Direction: Exactly as they appear, copy the lines of the listing from the one containing "Target — white wedding dress" through the final line, both included, and nothing else.

Records shown:
━━━━━━━━━━━━━━━━━━━━━━━━━━━━━━
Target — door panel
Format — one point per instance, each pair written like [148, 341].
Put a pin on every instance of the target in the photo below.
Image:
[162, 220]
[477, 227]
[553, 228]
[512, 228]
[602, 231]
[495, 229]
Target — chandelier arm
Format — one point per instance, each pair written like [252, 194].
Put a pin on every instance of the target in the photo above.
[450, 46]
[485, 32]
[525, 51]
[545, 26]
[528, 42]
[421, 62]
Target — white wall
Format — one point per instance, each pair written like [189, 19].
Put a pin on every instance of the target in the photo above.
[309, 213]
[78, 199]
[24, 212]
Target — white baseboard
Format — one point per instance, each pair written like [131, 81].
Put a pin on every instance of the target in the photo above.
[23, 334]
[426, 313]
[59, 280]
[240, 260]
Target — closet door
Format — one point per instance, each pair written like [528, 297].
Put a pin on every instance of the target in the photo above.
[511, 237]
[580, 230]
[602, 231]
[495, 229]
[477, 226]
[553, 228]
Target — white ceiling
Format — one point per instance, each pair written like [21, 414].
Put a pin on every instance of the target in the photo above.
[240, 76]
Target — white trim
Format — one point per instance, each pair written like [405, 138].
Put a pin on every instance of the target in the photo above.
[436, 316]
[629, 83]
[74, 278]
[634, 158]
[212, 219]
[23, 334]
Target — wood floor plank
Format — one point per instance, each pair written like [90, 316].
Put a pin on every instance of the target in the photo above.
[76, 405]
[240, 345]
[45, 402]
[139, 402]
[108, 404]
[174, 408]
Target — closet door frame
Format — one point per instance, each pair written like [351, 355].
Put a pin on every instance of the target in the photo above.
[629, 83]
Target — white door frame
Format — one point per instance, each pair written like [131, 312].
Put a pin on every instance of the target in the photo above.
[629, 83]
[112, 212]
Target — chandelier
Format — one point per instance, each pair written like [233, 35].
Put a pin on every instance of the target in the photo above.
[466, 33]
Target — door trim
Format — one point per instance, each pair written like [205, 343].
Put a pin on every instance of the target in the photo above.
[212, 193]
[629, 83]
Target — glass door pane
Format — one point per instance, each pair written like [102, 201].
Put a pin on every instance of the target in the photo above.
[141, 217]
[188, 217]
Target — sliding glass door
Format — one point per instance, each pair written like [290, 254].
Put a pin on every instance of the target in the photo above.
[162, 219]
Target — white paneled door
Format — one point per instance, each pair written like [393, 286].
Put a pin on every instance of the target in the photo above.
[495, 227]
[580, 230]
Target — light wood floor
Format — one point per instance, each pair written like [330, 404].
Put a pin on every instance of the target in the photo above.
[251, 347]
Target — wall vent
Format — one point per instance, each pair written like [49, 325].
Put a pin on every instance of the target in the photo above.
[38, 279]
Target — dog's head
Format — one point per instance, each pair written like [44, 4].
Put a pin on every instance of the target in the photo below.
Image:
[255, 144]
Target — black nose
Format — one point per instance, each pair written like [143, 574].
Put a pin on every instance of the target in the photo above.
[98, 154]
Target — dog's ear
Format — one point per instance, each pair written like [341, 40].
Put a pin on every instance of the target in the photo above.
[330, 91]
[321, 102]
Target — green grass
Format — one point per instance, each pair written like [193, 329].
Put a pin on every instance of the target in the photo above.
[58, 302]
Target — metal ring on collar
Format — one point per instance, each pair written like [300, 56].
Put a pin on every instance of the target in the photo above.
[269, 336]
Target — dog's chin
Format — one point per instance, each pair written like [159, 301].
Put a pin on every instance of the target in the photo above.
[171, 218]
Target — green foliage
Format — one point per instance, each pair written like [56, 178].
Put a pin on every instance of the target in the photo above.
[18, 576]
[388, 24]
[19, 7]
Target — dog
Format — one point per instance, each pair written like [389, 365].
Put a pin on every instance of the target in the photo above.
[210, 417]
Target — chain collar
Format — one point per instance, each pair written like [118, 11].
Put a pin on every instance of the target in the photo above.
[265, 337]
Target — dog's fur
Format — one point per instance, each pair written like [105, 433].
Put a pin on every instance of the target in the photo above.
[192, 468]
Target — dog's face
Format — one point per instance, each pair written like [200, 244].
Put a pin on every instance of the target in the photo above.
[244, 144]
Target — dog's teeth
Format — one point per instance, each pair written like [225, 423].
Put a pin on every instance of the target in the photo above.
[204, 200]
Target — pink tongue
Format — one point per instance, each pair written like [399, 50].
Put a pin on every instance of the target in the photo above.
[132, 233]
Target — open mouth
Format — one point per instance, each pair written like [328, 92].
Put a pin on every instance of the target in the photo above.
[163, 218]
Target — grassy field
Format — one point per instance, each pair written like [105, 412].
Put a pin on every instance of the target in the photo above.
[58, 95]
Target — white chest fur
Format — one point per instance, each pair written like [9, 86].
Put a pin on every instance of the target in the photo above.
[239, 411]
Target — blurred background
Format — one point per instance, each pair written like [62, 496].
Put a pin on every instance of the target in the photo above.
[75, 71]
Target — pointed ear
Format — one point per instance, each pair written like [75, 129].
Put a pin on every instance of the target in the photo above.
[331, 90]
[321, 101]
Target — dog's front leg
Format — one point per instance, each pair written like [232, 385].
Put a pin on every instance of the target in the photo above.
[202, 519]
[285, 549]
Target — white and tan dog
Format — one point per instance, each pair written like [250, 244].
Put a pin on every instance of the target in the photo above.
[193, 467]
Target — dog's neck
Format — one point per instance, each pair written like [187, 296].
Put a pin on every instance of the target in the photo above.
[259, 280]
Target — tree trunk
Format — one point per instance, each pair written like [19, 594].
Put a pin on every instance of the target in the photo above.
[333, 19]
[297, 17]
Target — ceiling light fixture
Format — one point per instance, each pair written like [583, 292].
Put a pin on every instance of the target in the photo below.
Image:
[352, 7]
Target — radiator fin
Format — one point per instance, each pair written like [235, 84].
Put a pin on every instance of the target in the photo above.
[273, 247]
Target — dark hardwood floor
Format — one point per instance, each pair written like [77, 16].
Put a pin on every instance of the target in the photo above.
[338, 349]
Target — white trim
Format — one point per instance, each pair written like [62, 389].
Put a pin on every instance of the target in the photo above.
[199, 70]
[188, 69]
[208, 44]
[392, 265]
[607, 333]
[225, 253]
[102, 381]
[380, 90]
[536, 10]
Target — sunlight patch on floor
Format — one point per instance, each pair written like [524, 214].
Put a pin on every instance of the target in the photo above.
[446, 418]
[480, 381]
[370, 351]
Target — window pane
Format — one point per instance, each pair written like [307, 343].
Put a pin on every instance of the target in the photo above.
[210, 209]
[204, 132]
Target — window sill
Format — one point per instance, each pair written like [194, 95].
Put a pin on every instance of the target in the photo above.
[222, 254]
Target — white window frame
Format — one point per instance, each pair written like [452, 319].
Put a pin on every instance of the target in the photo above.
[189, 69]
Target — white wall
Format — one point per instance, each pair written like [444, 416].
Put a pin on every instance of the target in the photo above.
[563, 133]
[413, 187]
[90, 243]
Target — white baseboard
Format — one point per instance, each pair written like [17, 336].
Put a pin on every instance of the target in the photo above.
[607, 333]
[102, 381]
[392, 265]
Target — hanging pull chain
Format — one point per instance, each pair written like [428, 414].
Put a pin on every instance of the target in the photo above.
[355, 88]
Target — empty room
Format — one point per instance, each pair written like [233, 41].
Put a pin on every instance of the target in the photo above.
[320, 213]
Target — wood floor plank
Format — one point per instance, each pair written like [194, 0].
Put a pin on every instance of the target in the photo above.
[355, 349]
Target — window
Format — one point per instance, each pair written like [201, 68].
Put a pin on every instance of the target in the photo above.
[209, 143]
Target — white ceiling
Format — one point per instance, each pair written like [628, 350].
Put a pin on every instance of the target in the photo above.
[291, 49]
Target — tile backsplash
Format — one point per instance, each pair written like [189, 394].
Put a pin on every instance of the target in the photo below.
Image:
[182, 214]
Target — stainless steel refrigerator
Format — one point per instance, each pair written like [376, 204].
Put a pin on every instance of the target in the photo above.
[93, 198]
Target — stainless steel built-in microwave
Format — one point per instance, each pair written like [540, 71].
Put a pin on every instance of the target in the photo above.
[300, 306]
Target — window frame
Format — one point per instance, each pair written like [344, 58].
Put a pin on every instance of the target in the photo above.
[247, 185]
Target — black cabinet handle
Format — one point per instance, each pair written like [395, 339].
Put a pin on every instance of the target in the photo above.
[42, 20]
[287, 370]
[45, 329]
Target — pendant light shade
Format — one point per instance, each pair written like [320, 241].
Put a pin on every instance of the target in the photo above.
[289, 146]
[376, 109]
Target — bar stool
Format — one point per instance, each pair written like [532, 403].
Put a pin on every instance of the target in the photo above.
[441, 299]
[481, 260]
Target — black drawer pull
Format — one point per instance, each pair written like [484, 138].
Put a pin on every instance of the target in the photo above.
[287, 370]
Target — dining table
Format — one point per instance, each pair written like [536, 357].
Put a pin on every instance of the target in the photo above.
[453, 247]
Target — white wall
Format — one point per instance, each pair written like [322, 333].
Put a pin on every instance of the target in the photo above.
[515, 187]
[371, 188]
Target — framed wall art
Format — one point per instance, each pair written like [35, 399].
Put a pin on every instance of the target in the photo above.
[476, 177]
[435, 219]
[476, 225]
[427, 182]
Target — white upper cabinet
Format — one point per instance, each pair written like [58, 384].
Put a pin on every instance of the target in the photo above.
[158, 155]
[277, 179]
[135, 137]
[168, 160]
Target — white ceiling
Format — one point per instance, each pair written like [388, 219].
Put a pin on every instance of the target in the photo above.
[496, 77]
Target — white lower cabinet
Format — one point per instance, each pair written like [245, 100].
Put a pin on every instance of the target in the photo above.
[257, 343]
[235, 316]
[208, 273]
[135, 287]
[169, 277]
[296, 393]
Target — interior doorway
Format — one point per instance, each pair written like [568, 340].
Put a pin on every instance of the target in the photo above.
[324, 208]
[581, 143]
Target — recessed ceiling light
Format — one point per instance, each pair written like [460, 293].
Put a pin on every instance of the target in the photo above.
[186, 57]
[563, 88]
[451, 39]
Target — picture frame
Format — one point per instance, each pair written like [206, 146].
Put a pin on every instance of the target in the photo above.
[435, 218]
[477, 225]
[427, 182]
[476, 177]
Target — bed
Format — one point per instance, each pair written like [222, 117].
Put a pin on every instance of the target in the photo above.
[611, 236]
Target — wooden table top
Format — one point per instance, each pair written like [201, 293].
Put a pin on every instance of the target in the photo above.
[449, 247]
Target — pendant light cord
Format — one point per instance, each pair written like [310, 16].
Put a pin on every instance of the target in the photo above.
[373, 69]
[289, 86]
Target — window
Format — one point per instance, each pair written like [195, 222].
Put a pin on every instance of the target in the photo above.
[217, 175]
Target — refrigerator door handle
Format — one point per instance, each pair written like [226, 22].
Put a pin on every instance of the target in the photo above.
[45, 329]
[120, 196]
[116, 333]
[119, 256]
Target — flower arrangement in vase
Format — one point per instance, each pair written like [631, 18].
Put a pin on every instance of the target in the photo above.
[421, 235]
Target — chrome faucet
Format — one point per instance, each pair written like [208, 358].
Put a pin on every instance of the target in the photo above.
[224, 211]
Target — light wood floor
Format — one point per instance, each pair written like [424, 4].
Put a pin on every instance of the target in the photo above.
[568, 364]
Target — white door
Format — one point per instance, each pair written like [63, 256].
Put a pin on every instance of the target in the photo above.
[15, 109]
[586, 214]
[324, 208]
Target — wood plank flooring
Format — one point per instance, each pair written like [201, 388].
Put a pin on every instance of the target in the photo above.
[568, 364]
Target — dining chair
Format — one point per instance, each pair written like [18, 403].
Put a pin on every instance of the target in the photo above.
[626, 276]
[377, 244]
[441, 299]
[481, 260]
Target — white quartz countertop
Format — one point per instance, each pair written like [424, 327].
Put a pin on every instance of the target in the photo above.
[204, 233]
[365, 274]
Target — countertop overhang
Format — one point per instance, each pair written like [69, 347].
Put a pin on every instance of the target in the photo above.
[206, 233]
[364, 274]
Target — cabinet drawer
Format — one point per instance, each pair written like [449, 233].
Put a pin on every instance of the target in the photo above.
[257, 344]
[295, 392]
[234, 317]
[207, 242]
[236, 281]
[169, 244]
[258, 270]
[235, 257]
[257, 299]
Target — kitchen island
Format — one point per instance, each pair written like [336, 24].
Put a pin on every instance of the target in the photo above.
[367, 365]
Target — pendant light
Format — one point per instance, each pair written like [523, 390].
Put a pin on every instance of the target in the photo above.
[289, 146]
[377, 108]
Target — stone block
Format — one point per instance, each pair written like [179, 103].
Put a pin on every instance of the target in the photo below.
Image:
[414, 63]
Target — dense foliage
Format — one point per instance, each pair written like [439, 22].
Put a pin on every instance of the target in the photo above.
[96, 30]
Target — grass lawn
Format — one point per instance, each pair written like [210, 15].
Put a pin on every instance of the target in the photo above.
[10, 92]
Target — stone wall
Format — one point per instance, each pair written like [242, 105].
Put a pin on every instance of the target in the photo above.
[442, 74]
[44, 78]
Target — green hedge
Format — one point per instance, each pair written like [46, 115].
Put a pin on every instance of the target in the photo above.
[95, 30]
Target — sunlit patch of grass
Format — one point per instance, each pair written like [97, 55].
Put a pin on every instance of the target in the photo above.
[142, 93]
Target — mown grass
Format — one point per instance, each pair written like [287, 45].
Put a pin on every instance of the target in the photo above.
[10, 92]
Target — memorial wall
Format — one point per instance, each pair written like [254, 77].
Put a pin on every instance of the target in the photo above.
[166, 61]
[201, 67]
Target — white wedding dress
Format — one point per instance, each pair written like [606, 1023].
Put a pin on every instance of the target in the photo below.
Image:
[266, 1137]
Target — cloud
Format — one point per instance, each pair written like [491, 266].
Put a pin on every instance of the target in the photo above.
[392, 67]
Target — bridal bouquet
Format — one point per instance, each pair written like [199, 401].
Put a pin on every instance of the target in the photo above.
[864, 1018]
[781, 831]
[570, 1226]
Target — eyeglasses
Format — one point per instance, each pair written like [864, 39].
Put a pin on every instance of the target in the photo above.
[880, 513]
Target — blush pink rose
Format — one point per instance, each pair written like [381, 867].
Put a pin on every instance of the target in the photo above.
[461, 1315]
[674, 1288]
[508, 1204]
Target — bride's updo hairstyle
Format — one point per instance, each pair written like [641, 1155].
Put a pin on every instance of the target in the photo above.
━━━━━━━━━━━━━━━━━━━━━━━━━━━━━━
Task output:
Target — white wedding dress
Format — one point per instance, each pair written like [606, 1023].
Put a pin on every instance of the target in the photo below.
Image:
[266, 1137]
Target — cloud
Format — one point per instance, each pair written like [491, 266].
Put a pin on every instance of the target in the photo above.
[392, 67]
Target — bridal bouquet
Format — one point per instance, each pair written like [199, 401].
Put a pin on every instance of the target in the photo above.
[864, 1018]
[781, 831]
[570, 1226]
Target — eyeglasses
Format — one point per instance, each pair written like [864, 39].
Put a pin on every instance of the target in the photo above.
[880, 513]
Target — blush pink rose
Format — one point per instance, each pair written like [381, 867].
Put a pin on every instance of the target in the photo above.
[461, 1315]
[674, 1288]
[508, 1204]
Target — bride's updo hairstyle
Format — one point per instance, each pair written like [641, 1155].
Put a pin on every instance of the target in the photo above.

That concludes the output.